Task to complete: Can you take the passage below about the Yanga Station woolshed further, starting right after its last sentence?

Selection:
▶

However, this influence was supported by his wealth, gained primarily for the fifteen rural properties he owned. They furnished the much sought after Australian Merino wool to an England hungry for the finest textiles.

Established in the 1830's, Yanga Station, as it was to become known, has 170 kilometres of river frontage, a factor that influenced the location of its giant woolshed beside the Murrumbidgee River. Bales of wool were transported by steamer for markets in the Melbourne. Shearing was timed for September/October when the river was at its highest, making both loading and transport easiest. At full capacity, the shed could hold 3000 sheep meaning that once shearing started, days were seldom lost to rain and wet wool. Up to forty shearers could work the shed at any one time and a record 5000 sheep were once shorn in a day.


Sue watching installed iPad screen
The main shed is more than a hundred years old and was used for the last time in 2005 and the national park was declared in 2009' making Yango one of NSW most recent parks. It's not the original shed on the site, the first burning down before this behemoth was built. Today, it stands as a history of the sheep industry, not just from long into the past but right up to the present day, with changes over time apparent from the different buildings on the site. The characters who worked these boards are evident in the structures left standing but emphasised in the clever use of unobtrusive iPads placed at various points about the shed which show dramatised accounts of the men and their relationships with each other and their families.

◀

(Dataset excerpt)
▶

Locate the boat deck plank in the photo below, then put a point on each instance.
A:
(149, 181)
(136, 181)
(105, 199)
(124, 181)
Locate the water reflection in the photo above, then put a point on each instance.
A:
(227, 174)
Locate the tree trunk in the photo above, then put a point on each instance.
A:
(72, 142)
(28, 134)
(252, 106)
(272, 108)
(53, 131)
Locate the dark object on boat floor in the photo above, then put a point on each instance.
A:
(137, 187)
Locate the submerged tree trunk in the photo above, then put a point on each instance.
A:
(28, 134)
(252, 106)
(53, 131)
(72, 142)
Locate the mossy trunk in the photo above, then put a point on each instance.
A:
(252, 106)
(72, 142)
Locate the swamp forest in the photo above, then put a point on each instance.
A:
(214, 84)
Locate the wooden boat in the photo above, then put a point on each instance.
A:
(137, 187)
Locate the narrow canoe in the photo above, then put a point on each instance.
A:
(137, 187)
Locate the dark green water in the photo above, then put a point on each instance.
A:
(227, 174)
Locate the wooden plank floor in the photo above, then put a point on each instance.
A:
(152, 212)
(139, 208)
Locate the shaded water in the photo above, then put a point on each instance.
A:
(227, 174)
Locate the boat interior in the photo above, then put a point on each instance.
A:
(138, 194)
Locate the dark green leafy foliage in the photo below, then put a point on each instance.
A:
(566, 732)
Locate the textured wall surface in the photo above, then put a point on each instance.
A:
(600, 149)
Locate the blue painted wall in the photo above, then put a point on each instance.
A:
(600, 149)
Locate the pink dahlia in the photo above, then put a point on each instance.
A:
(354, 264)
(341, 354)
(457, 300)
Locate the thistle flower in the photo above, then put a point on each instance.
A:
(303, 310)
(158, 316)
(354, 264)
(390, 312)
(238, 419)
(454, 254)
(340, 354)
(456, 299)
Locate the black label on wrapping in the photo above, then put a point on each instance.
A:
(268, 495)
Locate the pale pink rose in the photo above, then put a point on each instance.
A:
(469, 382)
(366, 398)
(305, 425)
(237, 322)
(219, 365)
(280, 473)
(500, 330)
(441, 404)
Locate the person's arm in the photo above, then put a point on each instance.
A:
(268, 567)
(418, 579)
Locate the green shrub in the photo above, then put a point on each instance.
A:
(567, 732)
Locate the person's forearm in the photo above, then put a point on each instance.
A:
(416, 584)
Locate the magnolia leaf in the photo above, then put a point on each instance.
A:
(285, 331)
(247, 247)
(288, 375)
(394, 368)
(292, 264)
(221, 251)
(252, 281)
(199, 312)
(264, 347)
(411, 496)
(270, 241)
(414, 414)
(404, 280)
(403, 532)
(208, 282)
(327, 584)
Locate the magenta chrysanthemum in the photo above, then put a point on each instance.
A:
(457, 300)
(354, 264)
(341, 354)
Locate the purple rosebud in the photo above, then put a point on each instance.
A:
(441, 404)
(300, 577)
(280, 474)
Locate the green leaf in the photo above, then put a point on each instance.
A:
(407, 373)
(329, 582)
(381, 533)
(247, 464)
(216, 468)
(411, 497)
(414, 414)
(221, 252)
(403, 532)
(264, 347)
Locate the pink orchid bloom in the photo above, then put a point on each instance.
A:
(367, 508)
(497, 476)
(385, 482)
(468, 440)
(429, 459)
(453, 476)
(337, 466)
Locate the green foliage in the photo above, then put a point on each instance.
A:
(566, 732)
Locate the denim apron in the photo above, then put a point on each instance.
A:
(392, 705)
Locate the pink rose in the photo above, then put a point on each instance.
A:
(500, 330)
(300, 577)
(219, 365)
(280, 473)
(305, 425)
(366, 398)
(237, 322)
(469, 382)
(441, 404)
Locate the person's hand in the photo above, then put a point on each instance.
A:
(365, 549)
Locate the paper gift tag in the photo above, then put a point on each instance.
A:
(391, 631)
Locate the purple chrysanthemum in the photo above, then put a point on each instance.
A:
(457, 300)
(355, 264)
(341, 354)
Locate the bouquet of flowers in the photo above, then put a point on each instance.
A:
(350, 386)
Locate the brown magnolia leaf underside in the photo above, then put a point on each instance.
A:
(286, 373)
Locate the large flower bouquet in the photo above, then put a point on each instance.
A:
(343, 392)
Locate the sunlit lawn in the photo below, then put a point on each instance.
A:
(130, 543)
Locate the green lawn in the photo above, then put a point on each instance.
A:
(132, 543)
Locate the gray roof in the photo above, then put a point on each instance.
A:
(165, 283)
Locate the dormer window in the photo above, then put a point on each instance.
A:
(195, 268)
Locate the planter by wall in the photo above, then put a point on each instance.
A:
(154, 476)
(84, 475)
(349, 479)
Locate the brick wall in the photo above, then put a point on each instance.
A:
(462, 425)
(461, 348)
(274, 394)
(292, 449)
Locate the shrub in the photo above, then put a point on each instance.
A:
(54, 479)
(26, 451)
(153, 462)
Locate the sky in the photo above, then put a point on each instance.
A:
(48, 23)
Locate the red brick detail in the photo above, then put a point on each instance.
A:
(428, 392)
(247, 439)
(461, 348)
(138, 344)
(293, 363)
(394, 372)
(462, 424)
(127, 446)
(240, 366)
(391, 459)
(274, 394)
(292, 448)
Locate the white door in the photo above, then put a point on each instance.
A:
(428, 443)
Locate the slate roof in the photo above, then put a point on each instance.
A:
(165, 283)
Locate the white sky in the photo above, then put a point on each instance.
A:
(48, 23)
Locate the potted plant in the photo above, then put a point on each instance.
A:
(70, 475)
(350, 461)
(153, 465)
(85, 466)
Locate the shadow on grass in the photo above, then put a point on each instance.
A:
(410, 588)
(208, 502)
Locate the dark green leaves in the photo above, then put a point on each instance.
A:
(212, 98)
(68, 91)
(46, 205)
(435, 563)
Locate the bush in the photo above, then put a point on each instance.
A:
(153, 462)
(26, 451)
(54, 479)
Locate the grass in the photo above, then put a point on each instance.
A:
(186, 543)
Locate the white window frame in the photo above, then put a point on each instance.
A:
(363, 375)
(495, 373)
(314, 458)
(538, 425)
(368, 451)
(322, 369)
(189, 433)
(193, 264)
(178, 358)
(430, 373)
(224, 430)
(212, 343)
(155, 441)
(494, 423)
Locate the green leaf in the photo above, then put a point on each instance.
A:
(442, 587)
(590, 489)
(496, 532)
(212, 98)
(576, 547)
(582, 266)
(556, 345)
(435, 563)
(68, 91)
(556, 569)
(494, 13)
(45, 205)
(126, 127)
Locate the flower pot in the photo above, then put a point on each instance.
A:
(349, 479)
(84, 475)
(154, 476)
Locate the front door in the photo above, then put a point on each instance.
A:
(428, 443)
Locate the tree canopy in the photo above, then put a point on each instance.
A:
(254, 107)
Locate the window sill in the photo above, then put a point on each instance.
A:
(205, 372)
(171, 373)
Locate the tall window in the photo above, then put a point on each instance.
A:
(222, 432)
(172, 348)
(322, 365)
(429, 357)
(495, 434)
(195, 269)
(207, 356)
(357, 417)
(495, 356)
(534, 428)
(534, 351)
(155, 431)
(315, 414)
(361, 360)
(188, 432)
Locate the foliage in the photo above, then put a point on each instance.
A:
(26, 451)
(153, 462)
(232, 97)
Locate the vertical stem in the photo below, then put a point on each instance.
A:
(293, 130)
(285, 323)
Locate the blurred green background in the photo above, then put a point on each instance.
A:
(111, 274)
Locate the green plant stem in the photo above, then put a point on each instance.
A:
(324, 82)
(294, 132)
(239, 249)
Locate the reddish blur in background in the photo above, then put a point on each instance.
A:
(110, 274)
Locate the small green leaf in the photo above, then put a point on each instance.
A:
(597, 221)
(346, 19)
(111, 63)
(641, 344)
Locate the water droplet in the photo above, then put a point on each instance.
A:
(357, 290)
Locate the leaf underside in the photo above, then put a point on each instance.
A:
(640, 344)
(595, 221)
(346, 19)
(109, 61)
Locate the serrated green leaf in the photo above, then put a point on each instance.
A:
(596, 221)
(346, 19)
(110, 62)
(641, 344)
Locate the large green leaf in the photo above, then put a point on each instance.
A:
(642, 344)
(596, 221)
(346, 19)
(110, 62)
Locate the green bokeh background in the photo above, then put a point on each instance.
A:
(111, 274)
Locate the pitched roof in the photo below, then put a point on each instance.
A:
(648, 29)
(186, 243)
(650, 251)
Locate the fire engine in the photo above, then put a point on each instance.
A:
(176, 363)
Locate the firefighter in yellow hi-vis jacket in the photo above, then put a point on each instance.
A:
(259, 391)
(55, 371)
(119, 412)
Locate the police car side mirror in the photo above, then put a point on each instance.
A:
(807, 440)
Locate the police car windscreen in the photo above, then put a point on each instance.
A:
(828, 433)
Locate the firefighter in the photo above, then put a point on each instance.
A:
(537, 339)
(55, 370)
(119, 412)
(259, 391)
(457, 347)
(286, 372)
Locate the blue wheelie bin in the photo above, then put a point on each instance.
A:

◀

Result:
Between the shed and the river stand a tall, wide girthed Red Gum, known as the blade tree. In the days of blade hand shears, when the final day had been rung on a contract, the shearers would go out to the tree and have a contest to see who could throw their shears the highest and have them wedge into the bark. A blade remains there still, rusted and now part or the growing tree which gradually engulfs it.


The old shearers' quarters are still there, the mud brick walls crumbling back to earth around the external wooden struts and long bolts intended to hold them in place. Little wonder after all these years ago when the bricks were a combination of aggregate and river mud, baked in the sun until set. The rooms are stark places, furnished by each shearers unique but few possessions and are littered today with disused mowers and mattresses and Singer sewing machines in their further role as storage rooms. Farmers find it hard to throw anything away.

An old meat locker has no roof left, but the original chopping block - a Red Gum stump - remains behind the fly mesh.

The signage, both official and anecdotal, tells the stories of the men of Yanga in their own way and as it's only visitors on this Riverina afternoon, back announced by ravens and magpies, "their ghosts may been heard".

We returned to our campsite and settled in for the sunset, just as a mob of wild goats passed by. Kangaroos had moved from our path on the red dirt road which is impassable after rain, a warning prominent on several information boards and on park literature. There can be few places more pleasant than the banks of a big inland river at sunset. Unlike coastal rivers with their blue/green hues and fast flows escaping quickly to the sea, here muddy brown water rolls past, deceptively masking currents and snags just as deadly as the marine life which haunts their coastal cousins. A cormorant sat drying between dives on a fallen tree which ran down the steep sided bank, disappearing among eddies and mini whirlpools. The wind of earlier was gone, banished by the calm of a chilly evening.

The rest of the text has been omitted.